WHAT THIS TASK INVOLVES => Please locate every line in the data below that contains the word "distant" and copy each one out in full.

RECORDED INFORMATION =>
<<<<
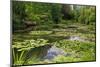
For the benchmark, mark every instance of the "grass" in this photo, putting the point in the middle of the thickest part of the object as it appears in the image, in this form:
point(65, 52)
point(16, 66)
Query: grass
point(76, 50)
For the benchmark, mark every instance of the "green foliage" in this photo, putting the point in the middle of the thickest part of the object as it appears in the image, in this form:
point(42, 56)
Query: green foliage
point(28, 44)
point(56, 13)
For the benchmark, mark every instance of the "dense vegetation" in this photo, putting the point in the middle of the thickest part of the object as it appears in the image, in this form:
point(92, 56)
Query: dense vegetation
point(38, 26)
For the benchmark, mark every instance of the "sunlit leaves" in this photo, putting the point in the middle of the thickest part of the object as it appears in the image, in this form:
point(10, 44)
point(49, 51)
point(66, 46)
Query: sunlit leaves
point(28, 44)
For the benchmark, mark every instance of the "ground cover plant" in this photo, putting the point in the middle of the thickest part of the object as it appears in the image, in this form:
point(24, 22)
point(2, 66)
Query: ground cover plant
point(44, 33)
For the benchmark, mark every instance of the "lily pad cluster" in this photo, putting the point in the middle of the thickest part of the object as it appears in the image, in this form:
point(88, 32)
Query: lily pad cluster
point(28, 44)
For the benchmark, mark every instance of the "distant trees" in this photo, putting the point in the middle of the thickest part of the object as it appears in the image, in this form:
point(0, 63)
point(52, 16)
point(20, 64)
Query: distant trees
point(56, 13)
point(66, 11)
point(85, 14)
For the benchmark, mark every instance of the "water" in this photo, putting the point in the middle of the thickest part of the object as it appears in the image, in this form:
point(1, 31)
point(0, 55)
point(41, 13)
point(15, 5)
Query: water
point(76, 38)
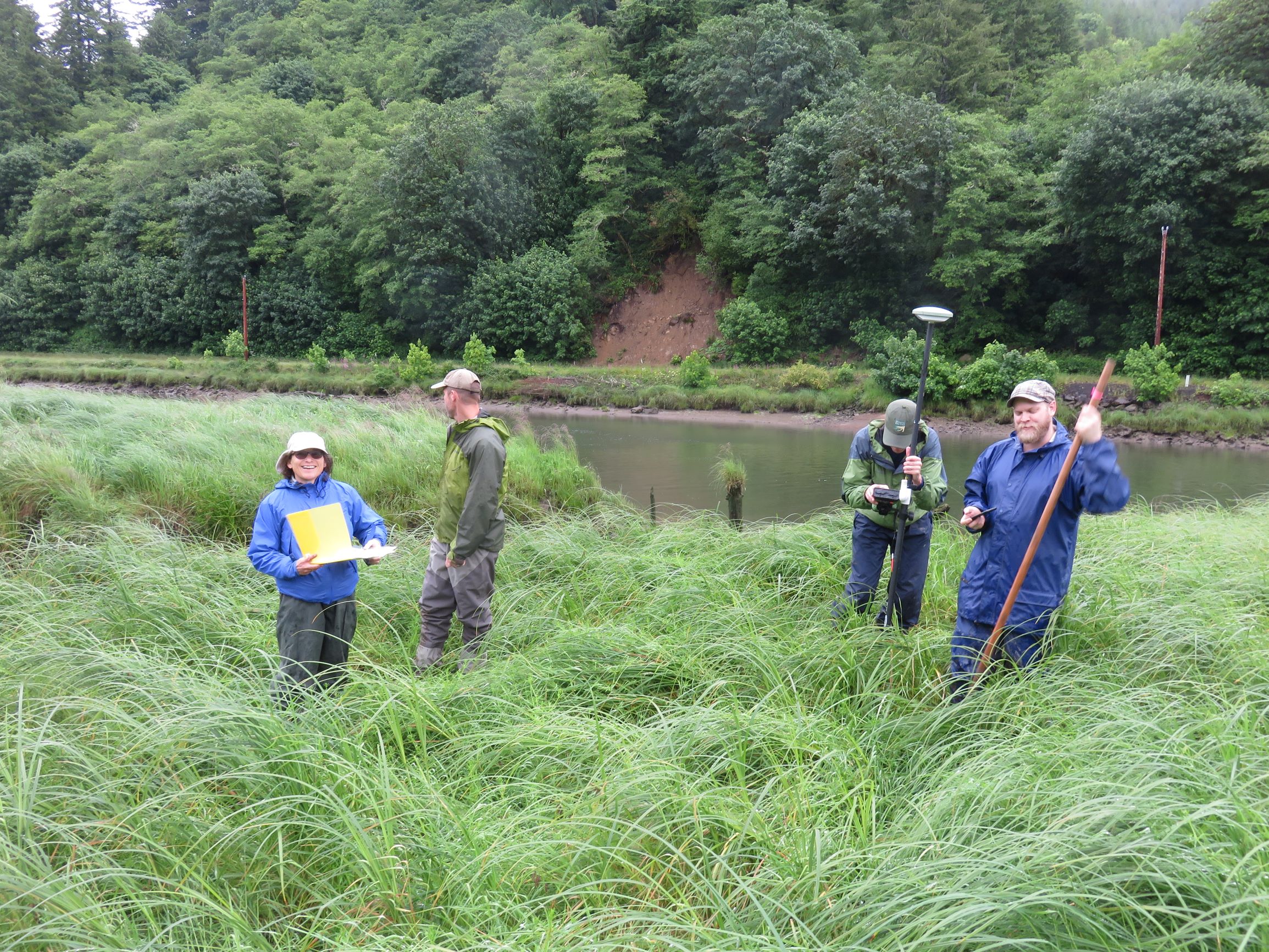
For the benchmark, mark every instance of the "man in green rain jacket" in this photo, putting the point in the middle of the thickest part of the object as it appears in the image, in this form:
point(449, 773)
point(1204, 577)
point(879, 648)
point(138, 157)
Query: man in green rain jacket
point(470, 527)
point(878, 458)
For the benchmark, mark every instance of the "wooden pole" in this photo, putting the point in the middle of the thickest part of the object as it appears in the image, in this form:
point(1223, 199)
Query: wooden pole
point(990, 647)
point(1159, 308)
point(247, 351)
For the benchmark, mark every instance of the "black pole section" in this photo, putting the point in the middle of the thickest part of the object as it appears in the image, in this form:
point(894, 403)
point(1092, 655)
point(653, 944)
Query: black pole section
point(896, 560)
point(734, 508)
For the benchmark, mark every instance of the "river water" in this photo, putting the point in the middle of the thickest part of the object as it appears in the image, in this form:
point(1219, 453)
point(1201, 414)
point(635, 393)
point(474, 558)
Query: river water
point(797, 470)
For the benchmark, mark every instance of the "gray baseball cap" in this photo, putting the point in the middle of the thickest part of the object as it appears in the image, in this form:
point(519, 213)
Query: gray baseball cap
point(460, 379)
point(900, 423)
point(1036, 390)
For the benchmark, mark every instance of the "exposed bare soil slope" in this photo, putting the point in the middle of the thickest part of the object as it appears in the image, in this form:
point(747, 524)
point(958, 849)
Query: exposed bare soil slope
point(650, 326)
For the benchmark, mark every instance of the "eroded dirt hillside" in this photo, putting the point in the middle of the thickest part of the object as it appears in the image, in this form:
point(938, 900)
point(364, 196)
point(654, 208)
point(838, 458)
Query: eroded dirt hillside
point(651, 326)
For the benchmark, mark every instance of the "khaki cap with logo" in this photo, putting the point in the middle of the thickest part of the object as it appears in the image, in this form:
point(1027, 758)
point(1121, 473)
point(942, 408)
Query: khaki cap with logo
point(900, 423)
point(1036, 390)
point(460, 379)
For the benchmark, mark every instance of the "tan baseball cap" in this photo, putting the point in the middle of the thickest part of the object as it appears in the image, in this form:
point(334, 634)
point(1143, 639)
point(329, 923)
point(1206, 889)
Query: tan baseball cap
point(300, 441)
point(900, 423)
point(1037, 390)
point(460, 379)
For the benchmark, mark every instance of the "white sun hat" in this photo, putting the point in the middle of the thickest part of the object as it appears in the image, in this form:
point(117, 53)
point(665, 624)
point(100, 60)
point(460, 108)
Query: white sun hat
point(300, 441)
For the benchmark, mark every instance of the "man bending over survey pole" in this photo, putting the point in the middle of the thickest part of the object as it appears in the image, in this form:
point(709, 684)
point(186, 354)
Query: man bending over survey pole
point(878, 462)
point(470, 527)
point(1004, 498)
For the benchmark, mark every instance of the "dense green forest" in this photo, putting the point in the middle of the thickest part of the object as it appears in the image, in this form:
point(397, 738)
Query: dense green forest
point(390, 170)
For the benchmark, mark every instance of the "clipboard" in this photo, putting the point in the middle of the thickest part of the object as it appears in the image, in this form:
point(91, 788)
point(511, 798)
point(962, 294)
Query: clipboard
point(324, 532)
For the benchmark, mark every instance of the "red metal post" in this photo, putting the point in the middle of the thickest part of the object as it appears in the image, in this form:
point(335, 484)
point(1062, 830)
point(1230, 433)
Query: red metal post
point(247, 352)
point(1159, 310)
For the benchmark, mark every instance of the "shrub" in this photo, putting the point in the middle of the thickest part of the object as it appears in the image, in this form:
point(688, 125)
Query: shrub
point(805, 375)
point(1237, 391)
point(999, 370)
point(537, 301)
point(897, 368)
point(753, 335)
point(1151, 371)
point(478, 358)
point(234, 347)
point(419, 367)
point(695, 371)
point(383, 379)
point(317, 356)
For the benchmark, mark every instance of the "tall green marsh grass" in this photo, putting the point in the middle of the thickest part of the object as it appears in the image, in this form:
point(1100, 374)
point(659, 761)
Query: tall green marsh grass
point(670, 749)
point(204, 466)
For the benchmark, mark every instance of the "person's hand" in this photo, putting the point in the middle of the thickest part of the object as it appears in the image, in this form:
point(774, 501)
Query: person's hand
point(974, 519)
point(1088, 428)
point(913, 470)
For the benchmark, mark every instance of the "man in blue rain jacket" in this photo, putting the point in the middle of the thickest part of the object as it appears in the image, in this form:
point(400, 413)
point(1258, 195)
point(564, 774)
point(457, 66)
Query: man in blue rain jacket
point(1015, 478)
point(317, 610)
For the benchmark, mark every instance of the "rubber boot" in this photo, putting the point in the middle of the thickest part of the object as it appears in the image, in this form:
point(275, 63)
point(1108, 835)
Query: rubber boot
point(426, 658)
point(470, 659)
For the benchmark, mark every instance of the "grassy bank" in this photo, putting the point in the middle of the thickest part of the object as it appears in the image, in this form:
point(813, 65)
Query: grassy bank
point(203, 467)
point(744, 389)
point(672, 748)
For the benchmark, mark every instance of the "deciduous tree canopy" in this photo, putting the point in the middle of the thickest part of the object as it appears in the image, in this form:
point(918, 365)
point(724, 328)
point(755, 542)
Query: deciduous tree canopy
point(395, 170)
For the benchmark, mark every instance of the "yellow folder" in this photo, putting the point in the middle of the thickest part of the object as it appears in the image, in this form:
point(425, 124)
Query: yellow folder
point(324, 532)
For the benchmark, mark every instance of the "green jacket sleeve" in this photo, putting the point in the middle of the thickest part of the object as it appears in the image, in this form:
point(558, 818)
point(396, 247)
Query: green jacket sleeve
point(480, 508)
point(858, 475)
point(934, 478)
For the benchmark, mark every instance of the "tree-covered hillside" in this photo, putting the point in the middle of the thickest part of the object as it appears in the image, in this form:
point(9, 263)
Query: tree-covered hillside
point(389, 170)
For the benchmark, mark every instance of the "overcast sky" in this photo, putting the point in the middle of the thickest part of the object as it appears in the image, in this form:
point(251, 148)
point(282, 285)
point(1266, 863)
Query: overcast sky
point(132, 10)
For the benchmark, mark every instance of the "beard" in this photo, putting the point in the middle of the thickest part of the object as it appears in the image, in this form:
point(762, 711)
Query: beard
point(1031, 432)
>>>>
ANSWER TO THE PROBLEM =>
For the benchmark, mark every instance of the "distant trees" in this photo, putting the point in the middle of the thickest part of the object as it appears in the image, in this form:
Query: distant trees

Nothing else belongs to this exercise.